┌──

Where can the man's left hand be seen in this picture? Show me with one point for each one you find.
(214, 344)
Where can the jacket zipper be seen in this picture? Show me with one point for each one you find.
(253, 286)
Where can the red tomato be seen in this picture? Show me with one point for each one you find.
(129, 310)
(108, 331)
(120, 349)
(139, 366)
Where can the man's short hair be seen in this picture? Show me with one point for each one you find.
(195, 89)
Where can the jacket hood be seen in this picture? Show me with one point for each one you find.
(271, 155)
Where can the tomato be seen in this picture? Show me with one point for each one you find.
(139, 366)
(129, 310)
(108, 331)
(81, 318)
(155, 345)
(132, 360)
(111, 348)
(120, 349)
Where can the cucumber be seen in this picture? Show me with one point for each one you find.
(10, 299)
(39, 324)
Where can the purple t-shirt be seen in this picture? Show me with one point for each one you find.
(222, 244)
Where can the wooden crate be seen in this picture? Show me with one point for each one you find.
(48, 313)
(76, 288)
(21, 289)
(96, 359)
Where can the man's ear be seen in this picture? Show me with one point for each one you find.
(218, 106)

└──
┌──

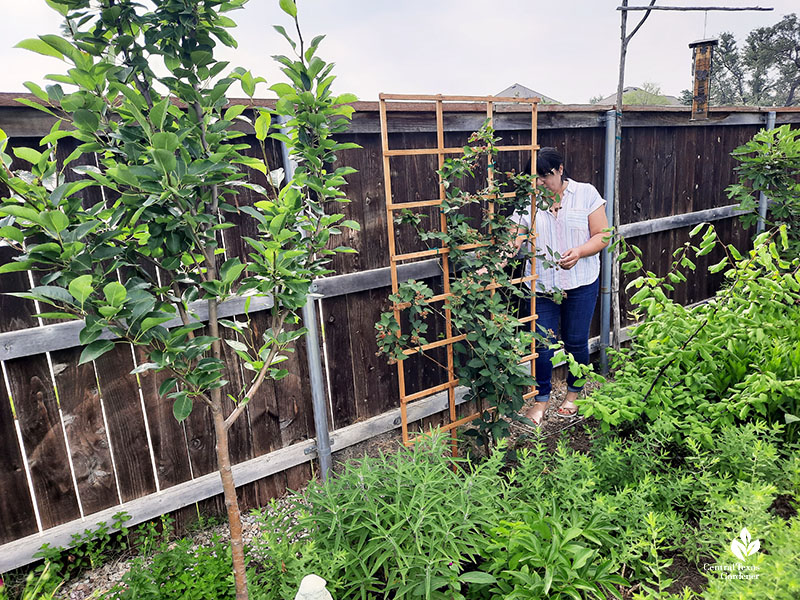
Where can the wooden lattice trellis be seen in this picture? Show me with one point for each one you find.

└──
┌──

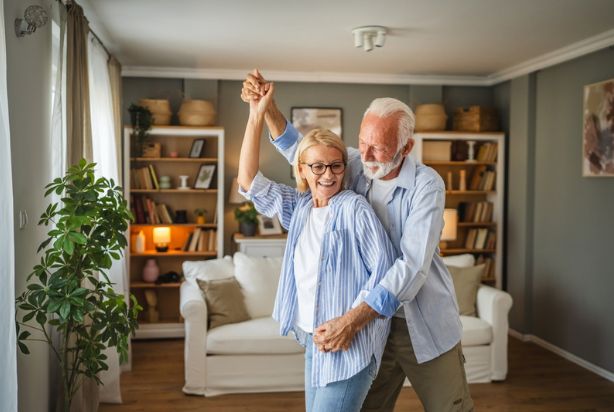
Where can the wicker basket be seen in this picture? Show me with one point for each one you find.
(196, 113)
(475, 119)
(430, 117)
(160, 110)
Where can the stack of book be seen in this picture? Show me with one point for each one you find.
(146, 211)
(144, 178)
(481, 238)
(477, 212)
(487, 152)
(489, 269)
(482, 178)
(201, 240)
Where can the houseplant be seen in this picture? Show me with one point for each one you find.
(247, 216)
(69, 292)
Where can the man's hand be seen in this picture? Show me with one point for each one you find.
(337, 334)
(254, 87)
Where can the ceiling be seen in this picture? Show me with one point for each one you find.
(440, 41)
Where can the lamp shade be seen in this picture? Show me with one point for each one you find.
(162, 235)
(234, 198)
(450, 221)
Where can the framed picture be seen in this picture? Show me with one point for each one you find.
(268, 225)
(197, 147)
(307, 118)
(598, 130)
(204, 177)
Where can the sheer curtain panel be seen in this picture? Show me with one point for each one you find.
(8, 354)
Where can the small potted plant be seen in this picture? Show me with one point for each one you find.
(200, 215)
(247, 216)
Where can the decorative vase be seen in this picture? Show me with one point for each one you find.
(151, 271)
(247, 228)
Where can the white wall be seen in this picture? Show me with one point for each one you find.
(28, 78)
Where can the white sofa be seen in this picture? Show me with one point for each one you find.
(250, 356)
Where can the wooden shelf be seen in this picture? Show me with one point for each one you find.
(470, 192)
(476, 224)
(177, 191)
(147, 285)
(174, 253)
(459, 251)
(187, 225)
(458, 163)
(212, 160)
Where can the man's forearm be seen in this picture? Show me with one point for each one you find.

└──

Task to carry out » From the data above, reproduce word for word the lines running from the line with "Where can the decorative" to the line with "Where can the man's forearm", ends included.

Solution to the exercise »
Where can the decorative vase be seen in this picture? Show me with one point for each one you find.
(151, 271)
(247, 228)
Where can the white wall be seen in this picture? Show me with one point for each one you find.
(28, 78)
Where can the white sofa be seen in this picture? Show me with one point for each one you find.
(250, 356)
Where can the wooden shelf be seen in this picture? Show me with one point for each one you find.
(470, 192)
(476, 224)
(177, 191)
(147, 285)
(174, 253)
(459, 251)
(187, 225)
(458, 163)
(212, 160)
Where can the man's forearm be seen in this picture? Show me with one point for each one you find.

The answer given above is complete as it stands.